> [WHAT TO DO]
Could you lay out the part of the records below that opens with the line containing "Camera-trap tagging: put a point on every instance of the young" and runs through the end of the records as a two-column CSV? Use one row per record, with headers instruction and points, each value in a single quoted field and line breaks replaced by spaces.

> [RECORDS FOR PROCESSING]
###

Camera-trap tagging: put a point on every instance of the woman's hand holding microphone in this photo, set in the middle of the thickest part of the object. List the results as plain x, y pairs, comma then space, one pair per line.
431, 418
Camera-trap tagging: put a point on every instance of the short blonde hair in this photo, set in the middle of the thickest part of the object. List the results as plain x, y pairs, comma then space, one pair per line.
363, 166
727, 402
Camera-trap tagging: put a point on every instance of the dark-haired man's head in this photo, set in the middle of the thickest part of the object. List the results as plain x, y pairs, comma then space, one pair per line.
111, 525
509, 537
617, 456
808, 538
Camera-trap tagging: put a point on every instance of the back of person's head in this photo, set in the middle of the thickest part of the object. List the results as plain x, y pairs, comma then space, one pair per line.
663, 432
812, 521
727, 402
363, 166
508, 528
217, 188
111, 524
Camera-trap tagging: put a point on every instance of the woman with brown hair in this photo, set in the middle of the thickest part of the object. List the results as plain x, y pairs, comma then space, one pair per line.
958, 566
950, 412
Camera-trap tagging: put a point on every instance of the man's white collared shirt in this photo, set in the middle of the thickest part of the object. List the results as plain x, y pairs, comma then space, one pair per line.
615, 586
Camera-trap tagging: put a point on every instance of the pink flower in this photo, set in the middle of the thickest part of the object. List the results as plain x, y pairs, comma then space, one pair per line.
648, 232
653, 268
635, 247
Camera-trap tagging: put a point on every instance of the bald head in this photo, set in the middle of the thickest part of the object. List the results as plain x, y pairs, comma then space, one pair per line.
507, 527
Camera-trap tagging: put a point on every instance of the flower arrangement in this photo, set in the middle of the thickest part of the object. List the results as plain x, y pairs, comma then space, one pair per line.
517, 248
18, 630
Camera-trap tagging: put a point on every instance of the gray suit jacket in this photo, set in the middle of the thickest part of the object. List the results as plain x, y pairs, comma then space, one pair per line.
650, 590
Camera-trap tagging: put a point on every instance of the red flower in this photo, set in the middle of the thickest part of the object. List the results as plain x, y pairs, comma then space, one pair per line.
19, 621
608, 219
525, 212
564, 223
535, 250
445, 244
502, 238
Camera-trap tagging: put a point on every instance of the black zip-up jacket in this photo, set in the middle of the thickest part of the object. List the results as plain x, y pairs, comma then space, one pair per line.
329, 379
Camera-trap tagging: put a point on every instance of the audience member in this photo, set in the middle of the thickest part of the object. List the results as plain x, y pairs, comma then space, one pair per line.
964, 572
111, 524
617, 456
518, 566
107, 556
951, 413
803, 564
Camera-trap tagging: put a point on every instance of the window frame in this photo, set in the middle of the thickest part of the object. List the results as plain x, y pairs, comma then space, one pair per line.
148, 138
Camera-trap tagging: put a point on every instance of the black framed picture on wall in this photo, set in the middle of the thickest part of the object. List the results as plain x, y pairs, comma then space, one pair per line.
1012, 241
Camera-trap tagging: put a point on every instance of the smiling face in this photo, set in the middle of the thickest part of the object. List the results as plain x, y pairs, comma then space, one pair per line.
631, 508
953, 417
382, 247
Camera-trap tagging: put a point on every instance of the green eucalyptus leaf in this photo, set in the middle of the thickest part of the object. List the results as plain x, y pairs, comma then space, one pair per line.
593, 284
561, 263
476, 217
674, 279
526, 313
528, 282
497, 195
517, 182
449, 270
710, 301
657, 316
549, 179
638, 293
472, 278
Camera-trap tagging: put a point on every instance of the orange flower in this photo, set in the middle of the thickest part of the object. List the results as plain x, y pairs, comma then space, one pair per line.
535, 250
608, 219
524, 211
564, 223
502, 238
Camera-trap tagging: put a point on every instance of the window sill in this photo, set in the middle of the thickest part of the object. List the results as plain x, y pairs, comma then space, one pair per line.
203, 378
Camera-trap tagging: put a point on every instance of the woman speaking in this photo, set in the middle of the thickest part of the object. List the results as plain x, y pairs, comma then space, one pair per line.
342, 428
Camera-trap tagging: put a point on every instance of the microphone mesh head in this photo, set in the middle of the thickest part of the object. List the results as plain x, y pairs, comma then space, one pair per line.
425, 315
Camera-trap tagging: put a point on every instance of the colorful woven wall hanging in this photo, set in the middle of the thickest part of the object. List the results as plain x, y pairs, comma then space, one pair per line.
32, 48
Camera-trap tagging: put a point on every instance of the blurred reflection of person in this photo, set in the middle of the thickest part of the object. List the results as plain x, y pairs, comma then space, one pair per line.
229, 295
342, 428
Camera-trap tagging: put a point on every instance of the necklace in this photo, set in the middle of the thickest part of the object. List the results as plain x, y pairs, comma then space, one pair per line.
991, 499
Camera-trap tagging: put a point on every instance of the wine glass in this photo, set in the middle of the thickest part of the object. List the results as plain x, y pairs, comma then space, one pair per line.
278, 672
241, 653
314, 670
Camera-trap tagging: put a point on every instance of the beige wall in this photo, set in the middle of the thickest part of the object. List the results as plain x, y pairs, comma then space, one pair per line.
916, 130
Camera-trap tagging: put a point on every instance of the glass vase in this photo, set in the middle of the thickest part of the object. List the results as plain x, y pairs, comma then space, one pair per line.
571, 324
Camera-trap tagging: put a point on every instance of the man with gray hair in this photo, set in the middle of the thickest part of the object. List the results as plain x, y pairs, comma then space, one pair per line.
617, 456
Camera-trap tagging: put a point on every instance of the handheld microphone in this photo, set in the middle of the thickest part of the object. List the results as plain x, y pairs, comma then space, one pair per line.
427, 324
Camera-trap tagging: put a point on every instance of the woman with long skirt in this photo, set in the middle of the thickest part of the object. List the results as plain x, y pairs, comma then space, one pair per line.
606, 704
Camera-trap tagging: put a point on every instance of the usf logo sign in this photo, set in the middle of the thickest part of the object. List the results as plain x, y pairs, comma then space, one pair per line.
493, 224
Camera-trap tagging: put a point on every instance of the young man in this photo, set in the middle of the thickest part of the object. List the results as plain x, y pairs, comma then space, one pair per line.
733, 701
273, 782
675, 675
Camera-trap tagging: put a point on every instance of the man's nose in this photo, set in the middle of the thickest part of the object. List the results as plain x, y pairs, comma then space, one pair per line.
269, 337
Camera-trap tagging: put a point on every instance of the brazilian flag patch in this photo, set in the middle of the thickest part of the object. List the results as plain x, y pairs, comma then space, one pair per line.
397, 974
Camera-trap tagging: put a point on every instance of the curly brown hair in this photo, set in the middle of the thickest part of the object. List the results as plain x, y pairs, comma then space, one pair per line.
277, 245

###

> [THE COMPLETED TASK]
instruction,points
"Camera-trap tagging: put a point on every instance of the young man in this photo, set in the middle of the thickest part of the object. List the results as plain x, y pairs, comma then space, one pair per line.","733, 701 273, 782 675, 675"
"Camera-trap tagging: put a point on every instance of the man's nose in this photo, set in the middle of the thickest part of the object. List the results as plain x, y pairs, comma then space, one pair per line.","269, 337"
"Camera-trap tagging: put a point on every instance of the brazilian flag patch in this photo, set in the middle of the thickest part of the object. List the results as plain x, y pairs, comma then space, one pair per line.","397, 974"
"Camera-trap tagging: put a point on every instance of the curly brown hair in this photo, set in the middle of the thickest part of the object. List the results as plain x, y pairs, comma then space, one pair per line.","277, 245"